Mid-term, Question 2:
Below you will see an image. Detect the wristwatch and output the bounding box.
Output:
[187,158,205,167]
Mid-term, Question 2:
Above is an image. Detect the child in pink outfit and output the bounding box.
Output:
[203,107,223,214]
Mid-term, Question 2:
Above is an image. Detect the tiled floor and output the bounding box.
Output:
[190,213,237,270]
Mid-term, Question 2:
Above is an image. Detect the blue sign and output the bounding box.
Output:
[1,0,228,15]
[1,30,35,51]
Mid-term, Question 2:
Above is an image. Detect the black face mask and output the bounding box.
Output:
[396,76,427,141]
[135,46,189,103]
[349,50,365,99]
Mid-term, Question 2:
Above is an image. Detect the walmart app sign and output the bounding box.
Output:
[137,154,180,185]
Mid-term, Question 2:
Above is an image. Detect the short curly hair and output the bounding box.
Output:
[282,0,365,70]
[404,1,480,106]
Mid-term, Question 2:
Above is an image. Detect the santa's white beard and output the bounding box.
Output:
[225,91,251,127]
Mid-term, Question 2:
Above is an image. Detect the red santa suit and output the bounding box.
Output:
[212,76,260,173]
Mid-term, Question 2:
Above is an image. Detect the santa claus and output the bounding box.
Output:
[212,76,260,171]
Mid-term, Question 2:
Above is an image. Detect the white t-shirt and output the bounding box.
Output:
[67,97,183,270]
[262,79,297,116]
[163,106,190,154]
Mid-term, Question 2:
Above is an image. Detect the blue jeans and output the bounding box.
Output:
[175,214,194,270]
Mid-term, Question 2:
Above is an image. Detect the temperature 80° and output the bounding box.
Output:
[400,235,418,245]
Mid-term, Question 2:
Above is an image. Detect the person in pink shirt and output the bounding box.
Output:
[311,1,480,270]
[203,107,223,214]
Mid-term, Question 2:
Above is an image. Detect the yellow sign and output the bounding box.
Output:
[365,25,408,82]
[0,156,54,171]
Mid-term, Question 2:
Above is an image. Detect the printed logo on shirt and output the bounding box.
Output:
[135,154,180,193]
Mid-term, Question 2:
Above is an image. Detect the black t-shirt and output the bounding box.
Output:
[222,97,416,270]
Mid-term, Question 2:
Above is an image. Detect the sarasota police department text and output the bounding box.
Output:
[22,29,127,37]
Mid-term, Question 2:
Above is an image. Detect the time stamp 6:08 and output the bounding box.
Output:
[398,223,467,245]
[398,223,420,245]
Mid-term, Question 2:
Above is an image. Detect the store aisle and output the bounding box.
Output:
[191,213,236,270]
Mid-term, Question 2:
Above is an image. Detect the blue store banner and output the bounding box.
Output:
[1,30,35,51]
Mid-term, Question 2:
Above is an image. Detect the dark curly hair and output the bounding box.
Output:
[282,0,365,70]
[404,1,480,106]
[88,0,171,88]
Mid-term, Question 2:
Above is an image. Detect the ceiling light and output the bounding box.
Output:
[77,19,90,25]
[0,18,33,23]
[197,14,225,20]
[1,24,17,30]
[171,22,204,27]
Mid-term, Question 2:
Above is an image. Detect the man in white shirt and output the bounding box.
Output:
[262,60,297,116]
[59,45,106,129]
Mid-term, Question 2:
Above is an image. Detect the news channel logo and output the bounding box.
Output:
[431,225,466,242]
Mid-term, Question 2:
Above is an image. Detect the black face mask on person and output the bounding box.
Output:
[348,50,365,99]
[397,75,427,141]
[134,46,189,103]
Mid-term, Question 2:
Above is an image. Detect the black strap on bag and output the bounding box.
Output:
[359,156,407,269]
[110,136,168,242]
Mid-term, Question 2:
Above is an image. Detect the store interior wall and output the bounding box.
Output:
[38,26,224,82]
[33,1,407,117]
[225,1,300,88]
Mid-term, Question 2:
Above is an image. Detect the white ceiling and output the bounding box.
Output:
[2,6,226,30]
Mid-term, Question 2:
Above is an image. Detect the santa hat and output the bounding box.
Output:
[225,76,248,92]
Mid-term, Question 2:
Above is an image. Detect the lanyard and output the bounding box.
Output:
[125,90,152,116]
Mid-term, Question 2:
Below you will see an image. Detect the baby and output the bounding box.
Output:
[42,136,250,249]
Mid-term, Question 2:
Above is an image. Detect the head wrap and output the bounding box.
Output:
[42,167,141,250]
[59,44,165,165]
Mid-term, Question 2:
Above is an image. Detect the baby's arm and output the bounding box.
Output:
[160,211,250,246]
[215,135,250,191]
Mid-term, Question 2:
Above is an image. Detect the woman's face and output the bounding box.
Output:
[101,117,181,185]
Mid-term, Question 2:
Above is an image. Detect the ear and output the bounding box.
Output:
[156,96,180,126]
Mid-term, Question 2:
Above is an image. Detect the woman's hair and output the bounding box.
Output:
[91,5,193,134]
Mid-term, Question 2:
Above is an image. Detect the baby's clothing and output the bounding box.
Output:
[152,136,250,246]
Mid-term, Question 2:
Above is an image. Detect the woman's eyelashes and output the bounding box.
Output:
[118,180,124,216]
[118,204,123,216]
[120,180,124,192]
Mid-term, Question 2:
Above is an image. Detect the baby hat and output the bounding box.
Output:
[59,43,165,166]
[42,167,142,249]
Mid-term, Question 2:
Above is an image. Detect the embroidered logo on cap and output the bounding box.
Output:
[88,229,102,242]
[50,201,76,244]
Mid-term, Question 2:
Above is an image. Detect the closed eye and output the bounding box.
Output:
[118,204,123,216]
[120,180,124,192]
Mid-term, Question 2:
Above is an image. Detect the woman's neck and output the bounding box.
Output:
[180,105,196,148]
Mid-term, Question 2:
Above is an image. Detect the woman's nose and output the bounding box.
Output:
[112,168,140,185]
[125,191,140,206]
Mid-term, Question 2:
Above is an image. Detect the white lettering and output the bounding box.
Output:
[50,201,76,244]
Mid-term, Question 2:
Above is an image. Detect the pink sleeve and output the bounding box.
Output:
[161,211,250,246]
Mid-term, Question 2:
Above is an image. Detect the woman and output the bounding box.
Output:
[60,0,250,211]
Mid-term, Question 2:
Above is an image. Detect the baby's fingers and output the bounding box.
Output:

| What to do |
Format every line of the items above as a Markdown table with the columns No. and Text. Number the rows in order and skip any blank lines.

| Exercise response |
| No. | Text |
|---|---|
| 1 | Mid-term, Question 2: |
| 2 | Below you will see an image. Detect the wristwatch and output the bounding box. |
| 3 | Output: |
| 4 | [187,158,205,167] |
| 5 | Mid-term, Question 2: |
| 6 | Above is an image. Detect the child in pink outfit and output the bounding box. |
| 7 | Output: |
| 8 | [203,107,223,214] |
| 9 | Mid-term, Question 2: |
| 10 | Above is an image. Detect the tiled floor and output the bounding box. |
| 11 | Output: |
| 12 | [190,213,237,270] |
| 13 | Mid-term, Question 2: |
| 14 | Above is an image. Detect the blue sign and output the bounding box. |
| 15 | Output: |
| 16 | [1,0,228,15] |
| 17 | [1,30,35,51] |
| 18 | Mid-term, Question 2: |
| 19 | Above is an image. Detect the black face mask and output the bounding box. |
| 20 | Output: |
| 21 | [396,76,427,141] |
| 22 | [135,46,189,103] |
| 23 | [349,50,365,99] |
| 24 | Mid-term, Question 2: |
| 25 | Above is an image. Detect the walmart app sign and output the bounding box. |
| 26 | Output: |
| 27 | [137,154,180,185] |
| 28 | Mid-term, Question 2: |
| 29 | Above is an image. Detect the short curly hair and output the bounding box. |
| 30 | Output: |
| 31 | [282,0,365,70] |
| 32 | [404,1,480,106] |
| 33 | Mid-term, Question 2: |
| 34 | Above is an image. Detect the santa's white beard and output the bounding box. |
| 35 | Output: |
| 36 | [225,91,251,127] |
| 37 | Mid-term, Question 2: |
| 38 | Above is an image. Detect the red santa suit and output the bounding box. |
| 39 | Output: |
| 40 | [212,76,260,173] |
| 41 | Mid-term, Question 2: |
| 42 | Above is an image. Detect the santa claus and output the bounding box. |
| 43 | Output: |
| 44 | [212,76,260,171] |
| 45 | Mid-term, Question 2: |
| 46 | Above is an image. Detect the white t-shirt and output the bounding box. |
| 47 | Output: |
| 48 | [67,97,183,270] |
| 49 | [262,79,297,116] |
| 50 | [163,106,190,154] |
| 51 | Mid-term, Question 2: |
| 52 | Above is an image. Detect the blue jeans and output the bounding box. |
| 53 | Output: |
| 54 | [175,214,194,270] |
| 55 | Mid-term, Question 2: |
| 56 | Above is an image. Detect the temperature 80° and output the bounding box. |
| 57 | Output: |
| 58 | [400,235,418,245] |
| 59 | Mid-term, Question 2: |
| 60 | Above is an image. Detect the person in pink shirt and output the bounding box. |
| 61 | Output: |
| 62 | [311,1,480,270] |
| 63 | [203,107,223,214] |
| 64 | Mid-term, Question 2: |
| 65 | Above is an image. Detect the yellow sign and output the bounding box. |
| 66 | Output: |
| 67 | [365,25,408,82] |
| 68 | [0,156,54,171] |
| 69 | Mid-term, Question 2: |
| 70 | Above is an image. Detect the printed logo on shirt and output the bounding box. |
| 71 | Output: |
| 72 | [135,154,180,193] |
| 73 | Mid-term, Question 2: |
| 74 | Above is an image. Detect the black t-shirt and output the bounding box. |
| 75 | Output: |
| 76 | [222,97,416,270] |
| 77 | Mid-term, Question 2: |
| 78 | Above is an image. Detect the sarasota police department text and output the bounding box. |
| 79 | Output: |
| 80 | [22,29,127,37] |
| 81 | Mid-term, Question 2: |
| 82 | Above is an image. Detect the time stamp 6:08 and output the bounding box. |
| 83 | Output: |
| 84 | [398,223,467,245] |
| 85 | [398,223,420,245] |
| 86 | Mid-term, Question 2: |
| 87 | Above is an image. Detect the store aisle and output the bounding box. |
| 88 | Output: |
| 89 | [191,213,236,270] |
| 90 | Mid-term, Question 2: |
| 91 | Above is an image. Detect the blue store banner and output the bounding box. |
| 92 | Output: |
| 93 | [1,30,35,51] |
| 94 | Mid-term, Question 2: |
| 95 | Above is an image. Detect the dark curly hair and output the bounding box. |
| 96 | Output: |
| 97 | [282,0,365,70] |
| 98 | [404,1,480,106] |
| 99 | [88,0,171,88] |
| 100 | Mid-term, Question 2: |
| 101 | Above is an image. Detect the ceiling light and output the bounding box. |
| 102 | Output: |
| 103 | [77,19,90,25] |
| 104 | [0,18,33,23] |
| 105 | [197,14,225,20] |
| 106 | [1,24,17,30] |
| 107 | [171,22,204,27] |
| 108 | Mid-term, Question 2: |
| 109 | Above is an image. Detect the man in white shirt and output the bounding box. |
| 110 | Output: |
| 111 | [262,60,297,116] |
| 112 | [59,45,106,129] |
| 113 | Mid-term, Question 2: |
| 114 | Above is an image. Detect the news channel logo and output the bounding box. |
| 115 | Output: |
| 116 | [431,225,466,242] |
| 117 | Mid-term, Question 2: |
| 118 | Above is an image. Detect the black face mask on person and output the bounding box. |
| 119 | Output: |
| 120 | [348,50,365,99] |
| 121 | [397,75,427,141] |
| 122 | [134,46,189,103] |
| 123 | Mid-term, Question 2: |
| 124 | Above is an image. Detect the black strap on bag and output the bounding box. |
| 125 | Output: |
| 126 | [359,156,407,269] |
| 127 | [110,136,168,242] |
| 128 | Mid-term, Question 2: |
| 129 | Above is an image. Detect the store interior wall and output the bounding box. |
| 130 | Output: |
| 131 | [38,26,224,82] |
| 132 | [33,1,407,117] |
| 133 | [225,1,300,88] |
| 134 | Mid-term, Question 2: |
| 135 | Above is an image. Detect the white ceiling and output the bounding box. |
| 136 | Output: |
| 137 | [2,6,226,30] |
| 138 | Mid-term, Question 2: |
| 139 | Above is an image. Detect the santa hat and output the bounding box. |
| 140 | Output: |
| 141 | [225,76,248,92] |
| 142 | Mid-term, Question 2: |
| 143 | Above is an image. Detect the lanyard and output the bounding box. |
| 144 | Output: |
| 145 | [125,90,152,116] |
| 146 | Mid-term, Question 2: |
| 147 | Below you will see an image. Detect the baby and output the bounding box. |
| 148 | Output: |
| 149 | [42,136,250,249] |
| 150 | Mid-term, Question 2: |
| 151 | Above is an image. Detect the head wrap and output the bounding box. |
| 152 | Output: |
| 153 | [42,167,141,250] |
| 154 | [59,44,165,165] |
| 155 | Mid-term, Question 2: |
| 156 | Above is an image. Detect the baby's arm and output the bounding box. |
| 157 | Output: |
| 158 | [160,211,250,246] |
| 159 | [215,135,250,191] |
| 160 | Mid-term, Question 2: |
| 161 | Above is an image. Detect the woman's face and output the bounding box. |
| 162 | Output: |
| 163 | [101,117,181,185] |
| 164 | Mid-term, Question 2: |
| 165 | Above is an image. Detect the ear and output the bounding box. |
| 166 | Output: |
| 167 | [156,96,180,126] |
| 168 | Mid-term, Question 2: |
| 169 | Above is an image. Detect the woman's hair and output the bounding box. |
| 170 | Output: |
| 171 | [91,5,193,134] |
| 172 | Mid-term, Question 2: |
| 173 | Above is an image. Detect the baby's clothing and output the bounding box. |
| 174 | Output: |
| 175 | [152,136,250,246] |
| 176 | Mid-term, Question 2: |
| 177 | Above is an image. Detect the woman's eyelashes and output the bounding box. |
| 178 | Output: |
| 179 | [118,180,124,216] |
| 180 | [118,204,123,216] |
| 181 | [120,180,124,192] |
| 182 | Mid-term, Question 2: |
| 183 | Above is an image. Detect the baby hat and output the bounding box. |
| 184 | Output: |
| 185 | [59,43,165,166] |
| 186 | [42,167,142,249] |
| 187 | Mid-term, Question 2: |
| 188 | Above is an image. Detect the embroidered logo on cap and output the bounding box. |
| 189 | Output: |
| 190 | [88,229,102,242] |
| 191 | [50,201,76,244] |
| 192 | Mid-term, Question 2: |
| 193 | Above is an image. Detect the closed eye and output the bounding box. |
| 194 | Output: |
| 195 | [118,204,123,216] |
| 196 | [120,180,124,192] |
| 197 | Mid-term, Question 2: |
| 198 | Above is an image. Detect the woman's neck and output the bounding box. |
| 199 | Output: |
| 200 | [180,105,196,148] |
| 201 | Mid-term, Question 2: |
| 202 | Above is an image. Detect the woman's nose and output the bounding box. |
| 203 | Output: |
| 204 | [112,168,140,185] |
| 205 | [125,191,140,206] |
| 206 | Mid-term, Question 2: |
| 207 | Above is an image. Detect the white lettering and output the bounding box. |
| 208 | Output: |
| 209 | [50,201,76,244] |
| 210 | Mid-term, Question 2: |
| 211 | Above is an image. Detect the pink sleeve and output the bounding box. |
| 212 | Output: |
| 213 | [161,211,250,246] |
| 214 | Mid-term, Question 2: |
| 215 | Above is an image. Detect the woman and output the bounding box. |
| 216 | Output: |
| 217 | [60,0,250,211] |
| 218 | Mid-term, Question 2: |
| 219 | Above is an image. Detect the baby's fingers and output the bounding box. |
| 220 | Output: |